* _Request_:
Copy the listing below line for line, leaving every character unchanged.

• • • •

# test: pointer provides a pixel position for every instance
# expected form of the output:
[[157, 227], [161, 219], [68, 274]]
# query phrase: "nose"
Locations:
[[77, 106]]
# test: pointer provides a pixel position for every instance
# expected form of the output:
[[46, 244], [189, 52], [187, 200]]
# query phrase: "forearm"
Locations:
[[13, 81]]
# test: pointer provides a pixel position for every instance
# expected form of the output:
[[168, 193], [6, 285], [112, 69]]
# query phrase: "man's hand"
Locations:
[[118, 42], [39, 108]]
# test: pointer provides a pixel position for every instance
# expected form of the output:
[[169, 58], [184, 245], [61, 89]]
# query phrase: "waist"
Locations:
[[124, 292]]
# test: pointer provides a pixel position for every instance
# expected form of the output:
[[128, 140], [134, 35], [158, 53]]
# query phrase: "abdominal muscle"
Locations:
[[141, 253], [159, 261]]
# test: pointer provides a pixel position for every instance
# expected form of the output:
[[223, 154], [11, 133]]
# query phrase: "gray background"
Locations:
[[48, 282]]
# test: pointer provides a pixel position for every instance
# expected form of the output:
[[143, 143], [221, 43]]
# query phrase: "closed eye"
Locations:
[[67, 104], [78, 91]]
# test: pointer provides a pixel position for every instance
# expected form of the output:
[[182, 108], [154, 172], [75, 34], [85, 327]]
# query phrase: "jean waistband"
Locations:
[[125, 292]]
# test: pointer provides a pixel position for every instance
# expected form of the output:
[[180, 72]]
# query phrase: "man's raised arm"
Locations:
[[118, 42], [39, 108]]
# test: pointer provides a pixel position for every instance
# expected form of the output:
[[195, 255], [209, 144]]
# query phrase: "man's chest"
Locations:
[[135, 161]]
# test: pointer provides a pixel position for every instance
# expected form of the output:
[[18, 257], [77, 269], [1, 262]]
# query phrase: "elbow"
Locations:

• • • •

* _Result of this task_:
# test: pointer provides a pixel position for every instance
# expected form of the output:
[[157, 227], [161, 219], [68, 274]]
# query phrase: "nose"
Locations:
[[77, 106]]
# test: pointer provides a pixel position for every instance
# expected form of the output:
[[46, 244], [189, 52], [187, 200]]
# query phrase: "forearm"
Locations:
[[13, 81]]
# test: pointer provides a pixel position for every instance
# expected form of the output:
[[168, 193], [6, 285], [112, 69]]
# query phrase: "man's hand"
Locations:
[[118, 42], [39, 108]]
# test: pointer provides a pixel position for every instance
# expected form of the output:
[[169, 58], [184, 245], [61, 89]]
# query phrase: "waist"
Locations:
[[124, 292]]
# test: pointer provides a pixel position for every instance
# expected form of the output:
[[128, 140], [134, 35], [158, 53]]
# query phrase: "abdominal muscle"
Locations:
[[141, 253], [159, 261]]
# test: pointer provides a pixel position for every instance
# expected form of the output:
[[223, 154], [11, 133]]
# query phrase: "gray background"
Locations:
[[48, 282]]
# test: pointer provides a pixel position for every instance
# expected form of the output:
[[143, 143], [221, 43]]
# query phrase: "closed eye"
Locations:
[[67, 104], [78, 91]]
# test: pointer provides a pixel position for every instance
# expected form of the output:
[[182, 108], [154, 172], [75, 34], [85, 327]]
# query phrase: "jean waistband"
Locations:
[[125, 292]]
# test: pointer provides a pixel position for every instance
# expected form of the output:
[[180, 72]]
# query phrase: "man's raised arm"
Locations:
[[118, 42], [39, 108]]
# test: pointer provides a pixel position for every instance
# expected form of the output:
[[195, 255], [209, 144]]
# query phrase: "man's chest"
Locations:
[[135, 161]]
# test: pointer provides a pixel position for every instance
# expected form of the output:
[[18, 257], [77, 269], [1, 262]]
# query phrase: "elbow"
Locations:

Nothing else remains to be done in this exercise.